* begin Exercise material *
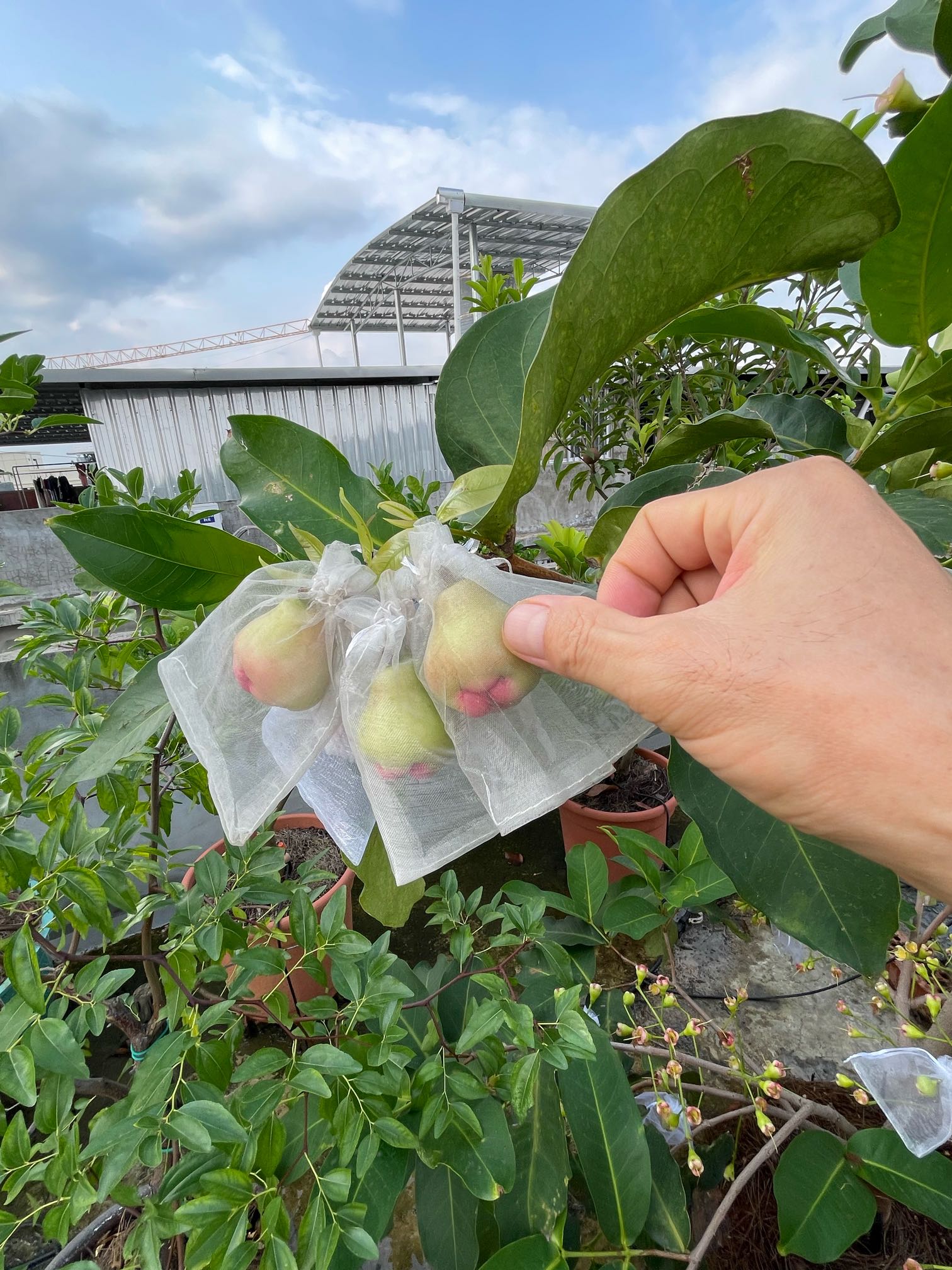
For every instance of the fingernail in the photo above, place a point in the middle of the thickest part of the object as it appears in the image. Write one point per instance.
(524, 630)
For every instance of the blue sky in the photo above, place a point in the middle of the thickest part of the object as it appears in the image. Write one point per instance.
(176, 169)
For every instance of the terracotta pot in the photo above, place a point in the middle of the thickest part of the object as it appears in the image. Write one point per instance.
(584, 825)
(296, 983)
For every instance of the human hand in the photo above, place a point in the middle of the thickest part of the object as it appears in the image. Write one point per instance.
(796, 638)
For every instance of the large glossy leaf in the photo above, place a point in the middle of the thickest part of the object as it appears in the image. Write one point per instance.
(924, 1185)
(157, 561)
(822, 1204)
(815, 891)
(907, 277)
(667, 1225)
(735, 201)
(488, 1167)
(929, 517)
(756, 326)
(139, 712)
(866, 35)
(542, 1169)
(615, 520)
(928, 431)
(532, 1254)
(380, 895)
(378, 1189)
(609, 1138)
(446, 1217)
(287, 474)
(479, 394)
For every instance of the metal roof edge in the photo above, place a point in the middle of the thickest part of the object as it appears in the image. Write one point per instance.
(186, 376)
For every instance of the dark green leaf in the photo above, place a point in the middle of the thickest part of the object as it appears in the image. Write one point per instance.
(815, 891)
(588, 878)
(609, 1138)
(928, 431)
(446, 1216)
(157, 561)
(542, 1169)
(822, 1204)
(287, 474)
(905, 277)
(734, 202)
(667, 1225)
(479, 394)
(924, 1185)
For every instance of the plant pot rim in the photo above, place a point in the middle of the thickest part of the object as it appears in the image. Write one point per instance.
(589, 813)
(292, 821)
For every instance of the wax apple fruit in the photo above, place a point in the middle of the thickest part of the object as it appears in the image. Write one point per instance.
(466, 662)
(400, 731)
(281, 657)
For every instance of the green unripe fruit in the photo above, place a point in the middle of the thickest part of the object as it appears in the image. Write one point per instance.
(281, 657)
(466, 663)
(400, 731)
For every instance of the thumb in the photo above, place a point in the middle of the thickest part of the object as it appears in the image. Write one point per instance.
(647, 662)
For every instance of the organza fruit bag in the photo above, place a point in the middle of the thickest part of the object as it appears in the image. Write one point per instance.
(264, 666)
(423, 804)
(527, 741)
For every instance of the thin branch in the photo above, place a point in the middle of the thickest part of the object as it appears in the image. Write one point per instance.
(740, 1181)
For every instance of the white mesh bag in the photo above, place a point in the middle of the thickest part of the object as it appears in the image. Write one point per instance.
(264, 665)
(423, 804)
(526, 741)
(914, 1092)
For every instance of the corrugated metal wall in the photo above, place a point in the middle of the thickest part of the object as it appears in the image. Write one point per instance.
(164, 430)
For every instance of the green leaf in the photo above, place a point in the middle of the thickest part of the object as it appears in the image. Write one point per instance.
(905, 277)
(18, 1078)
(23, 970)
(380, 896)
(815, 891)
(542, 1169)
(161, 562)
(487, 1167)
(929, 517)
(286, 472)
(446, 1216)
(734, 202)
(588, 878)
(609, 1138)
(866, 35)
(667, 1225)
(56, 1050)
(140, 711)
(532, 1254)
(632, 916)
(479, 395)
(924, 1185)
(822, 1204)
(754, 324)
(472, 493)
(928, 431)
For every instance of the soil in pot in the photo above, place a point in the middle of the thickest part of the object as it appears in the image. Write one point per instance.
(638, 785)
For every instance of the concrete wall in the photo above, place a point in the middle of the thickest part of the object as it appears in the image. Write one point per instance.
(32, 556)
* end Exercise material *
All the lines above are to be given again exactly as they read, with the pictures removed.

### Solved problem
For every instance of the fingernail in the photo above, place a point in the middle of the thickest part of the object as it appears in the image. Write one point per instance.
(524, 630)
For every instance of the blue sky in the photo above, place a point in the middle of the thickest part of the object as it appears in the image. Write one point per instance.
(176, 169)
For every instance of the terracotta pot in the photo above, place a point in the middle of the thickest part of the object as it appears in the image. Write one point per instance.
(584, 825)
(296, 983)
For every instance of the human hand in the photo above, place a point in the middle of the thickest part of the object as it appears in the image. Write one point per instance.
(796, 638)
For every instance of the large glossy leaf in the photo above, place a point in the middle of the thickest part of the object as it appears in the image. Write one point per instance.
(924, 1185)
(157, 561)
(822, 1204)
(815, 891)
(907, 277)
(667, 1225)
(735, 201)
(488, 1167)
(929, 517)
(756, 326)
(139, 712)
(866, 35)
(542, 1169)
(615, 520)
(928, 431)
(532, 1254)
(380, 895)
(378, 1189)
(609, 1138)
(446, 1217)
(287, 474)
(479, 394)
For every instance of the metal roof edge in the photo above, place a point in the middle of the thickest part of the object as it appears in the image. Write one point per instance.
(186, 376)
For every instance of the dark green leaf in the photo above, place a point in the middle of the thickest part of the object as it appears in the image. Write one point per instance.
(815, 891)
(588, 878)
(609, 1138)
(928, 431)
(446, 1216)
(157, 561)
(542, 1169)
(822, 1204)
(287, 474)
(905, 277)
(734, 202)
(667, 1225)
(479, 394)
(924, 1185)
For every instance of the plant pot rim in the photo above, place a point in the middle of the thickest part of the object as it appears in the image. Write one point per instance.
(589, 813)
(292, 821)
For every instance of the wax apple fruit in the photo above, place a point in the middle of the thickest part of the object as it appears in the image. Write one point per instance.
(466, 662)
(400, 731)
(281, 657)
For every instance of the green unripe fruit in the photo above, place a point in the middle of the thickest part of the object as it appears in the image. Write one point per instance.
(281, 657)
(466, 663)
(400, 731)
For every instance of the thumb in the photo above, place a point in the middle of the thickest part of the object as it appears in the image. Write one point per instance.
(647, 662)
For every instance of the organza fruit bag in the photo above, place a point in the middle of the thickest part of the object as it appears in the image. Write one point per instance.
(264, 666)
(423, 804)
(527, 741)
For every instance of the thin branch in the photo above, place a point in the middle of the thickest part of the object as it appears in the image. Write one point per instance.
(740, 1181)
For every instance of the white mesh bag in the photo above, place a point in the middle of the thickest part of the object as it appears in the image. Write one point per instance.
(264, 665)
(423, 804)
(526, 741)
(914, 1092)
For every instance of the corrugated metal wall in the photo above, place a point in the middle of the thickest part of the object as it appears in the image. Write one point per instance.
(164, 430)
For every instance of the green leaf in the photo above, place a point in the middle of the thickest part of the object as it appears in the image. Write one point per instance.
(905, 277)
(18, 1078)
(23, 970)
(380, 896)
(815, 891)
(542, 1169)
(161, 562)
(487, 1167)
(929, 517)
(286, 472)
(446, 1216)
(734, 202)
(588, 878)
(609, 1138)
(866, 35)
(667, 1225)
(56, 1050)
(140, 711)
(532, 1254)
(632, 916)
(479, 395)
(924, 1185)
(822, 1204)
(754, 324)
(472, 493)
(928, 431)
For every instance of the soil in pot in the photo above, place a point in the middle of the thickest part of the object as it appears in the image. Write one point per instance.
(638, 785)
For every instance of the concrete wall in the photo above, place a point in the middle of the thickest part of the object as it appears in the image. Write one point per instance.
(32, 556)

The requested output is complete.